## [Given records]
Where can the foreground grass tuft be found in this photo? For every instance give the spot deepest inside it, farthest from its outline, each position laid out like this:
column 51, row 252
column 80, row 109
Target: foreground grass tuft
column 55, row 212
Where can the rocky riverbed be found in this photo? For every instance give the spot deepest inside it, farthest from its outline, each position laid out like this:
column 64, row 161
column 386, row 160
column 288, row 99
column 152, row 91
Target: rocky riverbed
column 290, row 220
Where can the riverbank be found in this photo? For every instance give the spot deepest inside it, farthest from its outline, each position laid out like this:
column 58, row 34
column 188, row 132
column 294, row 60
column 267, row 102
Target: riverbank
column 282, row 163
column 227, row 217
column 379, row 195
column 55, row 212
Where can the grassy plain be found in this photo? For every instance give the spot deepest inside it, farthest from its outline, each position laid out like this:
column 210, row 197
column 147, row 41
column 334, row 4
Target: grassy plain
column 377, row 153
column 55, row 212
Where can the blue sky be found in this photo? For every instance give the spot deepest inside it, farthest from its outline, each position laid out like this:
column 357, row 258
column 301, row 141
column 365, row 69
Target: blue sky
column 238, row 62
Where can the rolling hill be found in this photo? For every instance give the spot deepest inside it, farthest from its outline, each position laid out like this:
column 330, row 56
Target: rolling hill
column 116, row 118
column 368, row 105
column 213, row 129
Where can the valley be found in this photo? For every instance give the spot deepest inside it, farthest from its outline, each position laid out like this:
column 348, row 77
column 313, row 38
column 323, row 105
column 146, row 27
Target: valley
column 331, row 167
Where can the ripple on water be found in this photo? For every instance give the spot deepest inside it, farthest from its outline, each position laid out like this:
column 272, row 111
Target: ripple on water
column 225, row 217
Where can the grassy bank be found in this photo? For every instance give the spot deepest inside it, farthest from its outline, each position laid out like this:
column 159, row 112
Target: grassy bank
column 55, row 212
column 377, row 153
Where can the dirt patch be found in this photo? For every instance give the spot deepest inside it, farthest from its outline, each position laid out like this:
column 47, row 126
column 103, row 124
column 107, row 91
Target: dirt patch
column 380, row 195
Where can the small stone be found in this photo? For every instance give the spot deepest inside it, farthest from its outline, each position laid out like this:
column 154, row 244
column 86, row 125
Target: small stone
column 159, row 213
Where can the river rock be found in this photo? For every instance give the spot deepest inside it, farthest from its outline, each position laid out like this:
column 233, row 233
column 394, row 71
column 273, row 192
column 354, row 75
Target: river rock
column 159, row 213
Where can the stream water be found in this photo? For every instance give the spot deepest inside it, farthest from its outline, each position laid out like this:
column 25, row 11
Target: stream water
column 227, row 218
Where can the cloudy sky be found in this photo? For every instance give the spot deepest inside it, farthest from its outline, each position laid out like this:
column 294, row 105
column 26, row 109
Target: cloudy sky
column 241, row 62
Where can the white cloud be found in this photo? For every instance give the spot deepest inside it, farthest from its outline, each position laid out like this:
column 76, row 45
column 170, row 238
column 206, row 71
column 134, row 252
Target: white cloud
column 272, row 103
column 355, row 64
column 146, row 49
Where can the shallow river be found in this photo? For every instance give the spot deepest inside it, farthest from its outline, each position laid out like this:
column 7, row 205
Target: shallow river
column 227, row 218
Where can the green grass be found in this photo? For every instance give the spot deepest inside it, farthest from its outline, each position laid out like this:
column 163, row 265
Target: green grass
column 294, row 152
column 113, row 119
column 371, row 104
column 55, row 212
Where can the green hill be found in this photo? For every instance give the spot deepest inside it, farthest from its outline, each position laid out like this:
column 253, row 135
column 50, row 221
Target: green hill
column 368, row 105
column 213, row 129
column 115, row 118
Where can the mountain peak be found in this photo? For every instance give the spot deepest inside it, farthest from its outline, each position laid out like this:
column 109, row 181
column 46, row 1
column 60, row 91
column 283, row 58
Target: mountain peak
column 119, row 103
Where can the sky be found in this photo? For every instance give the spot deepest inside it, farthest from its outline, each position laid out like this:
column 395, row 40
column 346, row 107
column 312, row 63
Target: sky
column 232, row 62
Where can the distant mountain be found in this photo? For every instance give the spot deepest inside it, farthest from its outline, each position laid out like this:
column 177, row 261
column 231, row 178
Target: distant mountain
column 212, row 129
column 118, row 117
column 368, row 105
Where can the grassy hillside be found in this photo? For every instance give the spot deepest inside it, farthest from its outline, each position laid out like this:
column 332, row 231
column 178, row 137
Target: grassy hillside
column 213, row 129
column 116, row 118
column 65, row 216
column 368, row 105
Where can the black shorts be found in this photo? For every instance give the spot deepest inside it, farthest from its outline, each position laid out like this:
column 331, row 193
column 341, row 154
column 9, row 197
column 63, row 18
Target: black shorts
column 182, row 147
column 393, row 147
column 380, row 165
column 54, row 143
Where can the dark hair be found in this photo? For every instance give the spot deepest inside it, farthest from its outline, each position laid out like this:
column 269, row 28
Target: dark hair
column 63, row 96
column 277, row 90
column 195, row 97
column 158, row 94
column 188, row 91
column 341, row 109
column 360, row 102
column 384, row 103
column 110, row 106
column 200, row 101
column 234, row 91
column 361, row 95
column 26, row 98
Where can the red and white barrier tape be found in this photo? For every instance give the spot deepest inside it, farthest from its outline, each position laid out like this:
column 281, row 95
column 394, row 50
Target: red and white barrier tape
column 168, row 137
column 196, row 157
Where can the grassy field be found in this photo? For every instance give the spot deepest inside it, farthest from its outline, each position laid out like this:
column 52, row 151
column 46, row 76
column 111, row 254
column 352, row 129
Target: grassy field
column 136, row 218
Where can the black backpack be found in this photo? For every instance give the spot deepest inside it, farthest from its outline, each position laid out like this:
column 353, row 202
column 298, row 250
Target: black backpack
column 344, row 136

## [Exercise objective]
Reproduce exactly, and with no other material, the lines between those holding "column 273, row 192" and "column 7, row 205", inclusive.

## [Task output]
column 273, row 192
column 354, row 75
Target: river rock
column 159, row 213
Where can the stream water be found in this photo? For every instance give the spot deepest inside it, farthest from its outline, each position laid out like this:
column 25, row 11
Target: stream water
column 227, row 218
Where can the cloudy sky be found in this photo? For every instance give the spot deepest inside it, farthest from its outline, each position laid out like this:
column 294, row 105
column 26, row 109
Target: cloudy sky
column 241, row 62
Where can the white cloud be found in this photo? For every instance give the spot deepest inside it, farthest from its outline, each position laid out like this:
column 76, row 45
column 170, row 238
column 206, row 71
column 134, row 252
Target: white cloud
column 272, row 103
column 355, row 64
column 146, row 49
Where can the shallow river be found in this photo? For every instance give the spot deepest inside it, farthest from its outline, each position laid out like this:
column 7, row 205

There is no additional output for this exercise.